(PROVIDED TEXT)
☆ ☆ ☆ ☆ ☆

The Supreme Court, wrestling with the constitutionality of skyrocketing punitive damage awards in lawsuits, heard sharply conflicting views Wednesday in a case of potentially enormous importance to American consumers and businesses.

Bruce J. Ennis Jr., urging the justices to uphold a $1 million jury award in an Alabama insurance fraud case, said 200 years of legal history are on his side.But his opponent, Bruce A. Beckman, argued for placing stricter limits on the discretion of jurors.

Ennis is representing a woman who won the $1 million award; Beckman is the lawyer for the insurance company.

The court is being asked to decide whether awards aimed at punishing wrongdoers and deterring future misconduct may be so large in some cases that they are fundamentally unfair. A ruling is expected in 1991.

In the Alabama case, the Pacific Mutual Life Insurance Co. was ordered to pay $1,040,000 to Cleopatra Haslip.

An employee of Roosevelt City, Ala., she discovered her insurance coverage had lapsed after incurring $3,500 in hospital and medical bills in 1982 for treatment of a kidney infection.

The hospital demanded $600 before it would discharge her; her doctor turned her case over to a collection agency, and her credit suffered from her inability to pay bills that amounted to about half her annual pay.

☆ ☆ ☆ ☆ ☆

(DATA)
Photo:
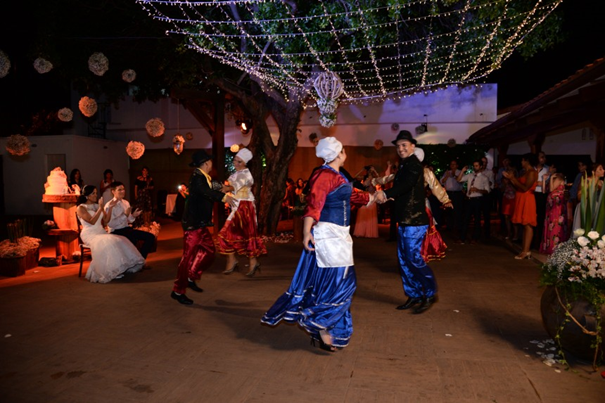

☆ ☆ ☆ ☆ ☆

(WHAT YOU WILL DO)
1 > Reproduce everything in the punitive damages article from "Bruce J. Ennis" down to "discretion of jurors.".
2 > According to the punitive damages article, why did Cleopatra Haslip's credit suffer? Answer in one to three sentences.
3 > Continue the punitive damages article from its last sentence.
The data above come from a separate source unrelated to the article.

(EXERCISE RESPONSES)
1 >
Bruce J. Ennis Jr., urging the justices to uphold a $1 million jury award in an Alabama insurance fraud case, said 200 years of legal history are on his side.But his opponent, Bruce A. Beckman, argued for placing stricter limits on the discretion of jurors.

2 > Her credit suffered because she was unable to pay her medical bills, which amounted to about half her annual pay. Those bills were $3,500 in hospital and medical costs for a kidney infection, and she had discovered that her insurance coverage had lapsed.

3 >
Lemmie Ruffin, the insurance agent who arranged health coverage for Roosevelt City workers, had pocketed the premiums.

Pacific Mutual said it had not sanctioned or was even aware of the agent's misdeeds.

In its appeal to the high court, the company said the jury based the damage award on "moral discretion without adequate standards as to the amount necessary to punish and deter." The company said its rights were violated because it was held vicariously liable for Ruffin's wrongdoing.

The justices last year ruled that huge awards in civil lawsuits do not violate the Constitution's ban on excessive fines. But they left open the possibility that awards may be so disproportionate to actual harm suffered that they violate due process rights.

The justices also heard arguments over whether Louisiana officials should be barred from giving a mass murderer mind-altering drugs to restore his sanity so he can be executed.